INSTRUCTION → Copy all of the records below verbatim.

= = = = =

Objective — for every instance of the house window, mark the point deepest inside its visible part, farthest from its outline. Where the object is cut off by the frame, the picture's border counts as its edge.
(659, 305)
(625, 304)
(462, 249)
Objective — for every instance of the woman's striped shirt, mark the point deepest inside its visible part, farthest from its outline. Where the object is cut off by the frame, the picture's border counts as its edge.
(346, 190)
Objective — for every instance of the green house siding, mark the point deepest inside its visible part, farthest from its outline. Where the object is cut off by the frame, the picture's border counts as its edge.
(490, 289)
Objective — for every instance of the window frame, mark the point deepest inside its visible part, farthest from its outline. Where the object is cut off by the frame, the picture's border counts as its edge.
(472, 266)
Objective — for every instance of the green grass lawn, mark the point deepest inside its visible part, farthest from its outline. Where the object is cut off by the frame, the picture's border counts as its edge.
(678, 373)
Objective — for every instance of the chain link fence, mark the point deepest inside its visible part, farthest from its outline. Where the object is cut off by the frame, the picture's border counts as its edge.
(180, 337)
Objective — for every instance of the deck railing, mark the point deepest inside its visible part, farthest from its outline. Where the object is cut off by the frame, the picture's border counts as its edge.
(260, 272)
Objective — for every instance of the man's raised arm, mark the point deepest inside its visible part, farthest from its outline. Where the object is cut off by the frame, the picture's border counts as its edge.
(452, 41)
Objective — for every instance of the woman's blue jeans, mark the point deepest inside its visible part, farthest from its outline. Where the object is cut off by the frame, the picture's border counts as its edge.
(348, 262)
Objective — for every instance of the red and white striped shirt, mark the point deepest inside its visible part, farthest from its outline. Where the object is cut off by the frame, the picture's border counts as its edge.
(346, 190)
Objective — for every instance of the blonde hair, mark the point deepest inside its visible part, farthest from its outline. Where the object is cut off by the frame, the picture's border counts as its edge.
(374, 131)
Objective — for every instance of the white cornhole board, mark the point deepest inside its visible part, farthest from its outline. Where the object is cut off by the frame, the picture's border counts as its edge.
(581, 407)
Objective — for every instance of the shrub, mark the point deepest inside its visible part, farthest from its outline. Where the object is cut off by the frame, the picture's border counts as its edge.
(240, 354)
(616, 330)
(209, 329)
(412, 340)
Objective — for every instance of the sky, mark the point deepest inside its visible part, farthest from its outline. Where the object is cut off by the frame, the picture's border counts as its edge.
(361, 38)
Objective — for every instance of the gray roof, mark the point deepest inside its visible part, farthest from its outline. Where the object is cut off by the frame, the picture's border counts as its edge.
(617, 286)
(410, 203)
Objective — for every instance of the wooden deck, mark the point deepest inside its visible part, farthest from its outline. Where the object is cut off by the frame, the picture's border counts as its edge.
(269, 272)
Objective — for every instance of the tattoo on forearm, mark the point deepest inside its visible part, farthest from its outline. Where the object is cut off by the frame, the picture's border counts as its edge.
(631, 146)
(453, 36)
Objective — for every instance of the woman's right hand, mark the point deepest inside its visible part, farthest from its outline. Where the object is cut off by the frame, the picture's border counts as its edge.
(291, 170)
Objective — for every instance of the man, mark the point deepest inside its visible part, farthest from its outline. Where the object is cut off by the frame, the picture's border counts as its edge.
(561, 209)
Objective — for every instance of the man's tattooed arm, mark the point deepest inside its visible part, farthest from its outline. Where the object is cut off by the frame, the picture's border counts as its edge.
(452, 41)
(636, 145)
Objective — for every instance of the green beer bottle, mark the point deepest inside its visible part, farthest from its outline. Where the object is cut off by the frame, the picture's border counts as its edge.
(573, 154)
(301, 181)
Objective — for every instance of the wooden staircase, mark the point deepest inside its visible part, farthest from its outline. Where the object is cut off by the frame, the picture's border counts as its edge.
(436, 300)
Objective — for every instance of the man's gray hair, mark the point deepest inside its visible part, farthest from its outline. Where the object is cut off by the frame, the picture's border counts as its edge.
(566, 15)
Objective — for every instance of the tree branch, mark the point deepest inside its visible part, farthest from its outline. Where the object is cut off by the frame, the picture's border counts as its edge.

= = = = =

WRITTEN ANSWER →
Objective — for every instance of the house window, mark the point deepest inside its visible part, farthest from its outline. Where the object is cut off by the frame, the picture's border counts as its edge.
(659, 305)
(625, 304)
(462, 249)
Objective — for every instance of the woman's striped shirt, mark the point deepest inside its visible part, farthest from its outline. Where the object is cut off by the frame, the picture's border counts as its edge.
(346, 190)
Objective — for every instance of the green house siding, mark the point deepest inside its visible part, farthest from its outline. Where the object is cut off by the frame, the picture's border counts as its edge.
(490, 289)
Objective — for every instance of the window frame, mark the point deepest inside its visible part, farthest from its outline. Where the object is cut off by the frame, the picture's border counts as its edge.
(472, 266)
Objective — for every instance of the green grass lawn, mark the point deepest inside its visible part, farthest from its outline. Where the object is cut off by the frame, the picture's border counts as its edge.
(678, 373)
Objective — for every instance of the chain link fence, mark the point deepest inside its visible part, farthest from its outline. Where the object is cut off by the frame, the picture's border counts as its edge.
(180, 337)
Objective — for every instance of the deck railing, mark the point deepest inside its visible part, farthest from its outline. Where the object is cut off by the frame, the picture's border counts as its edge.
(260, 272)
Objective — for every instance of the man's raised arm, mark the point deepest inside its visible part, farthest from its outline. Where the object is cut off by the frame, the picture's border counts as its edge.
(452, 41)
Objective — for every instance of the woman's blue jeans, mark the point deepest inside its visible part, farthest from its outline. Where the object is cut off by the frame, the picture's border counts as its edge.
(348, 262)
Objective — for every instance of the red and white striped shirt, mark the point deepest inside its visible part, farthest from its outline. Where the object is cut off by the frame, the picture's border counts as its edge.
(346, 190)
Objective — for every instance of the blonde hair, mark the point deepest inside its visible part, farthest from its outline. Where the object is cut off by the frame, the picture's border counts as its edge.
(374, 131)
Objective — for every instance of the white cornhole board, mark the point deepest inside its visible part, farthest from its outline. Where the object is cut off by the frame, the picture's border counts as its edge.
(581, 407)
Objective — for every instance of the shrub, mark the point deepest inside its visible part, farthest from its outline. Where the object is cut off by the frame, the picture's border counts as its edge.
(240, 354)
(616, 330)
(209, 329)
(412, 340)
Objective — for every instance of the sky, mark the point deepest inside its visible part, farthest from its outline. Where the object is cut off by the frame, the picture's border counts as its edge.
(361, 38)
Objective — for every instance of the gray roof, mark the point deepest inside its visible part, farthest from its outline. Where the object is cut off by the frame, the picture's border counts as its edge.
(617, 286)
(410, 203)
Objective — for every instance of the wooden deck, mark the point deepest inside its visible part, farthest from its outline. Where the object is cut off by the frame, the picture's border counts as its edge.
(269, 272)
Objective — for every instance of the tattoo on forearm, mark the point deepest inside its visible part, farthest from its outline. Where the object is cut off by the frame, the picture's border counts as its edge.
(631, 146)
(453, 36)
Objective — for every instance of the woman's right hand, mark the point deepest inside its visible part, farthest from its outline. Where the object is cut off by the frame, the picture's border counts as its edge.
(291, 170)
Objective — for every instance of the man, mark the point deepest inside its visible part, farthest from its outline. Where the object is cut off by the frame, the picture's border counts as its edge.
(561, 209)
Objective — for every instance of the man's tattooed arm, mark the point deepest inside its visible part, farthest from its outline. Where the object is cut off by the frame, the picture's border counts as its edge.
(452, 41)
(636, 145)
Objective — for every instance of the green beer bottle, mark the point deepest inside its visible part, farthest from its outline. Where the object is cut off by the frame, the picture's border counts as its edge.
(573, 154)
(301, 181)
Objective — for every instance of the wooden staircase, mark the point deepest inside its visible part, farthest from its outline. Where the object is cut off by the frame, the picture's border counts as its edge.
(436, 300)
Objective — for every instance of the man's gray hair, mark the point deepest inside its visible part, farthest from its outline. Where the object is cut off by the frame, the picture's border counts as its edge.
(566, 15)
Objective — for every instance of the tree branch, mark the point deepest inside its visible part, farthest from its outline. Where the object is cut off by the frame, the picture's border counts as its edge.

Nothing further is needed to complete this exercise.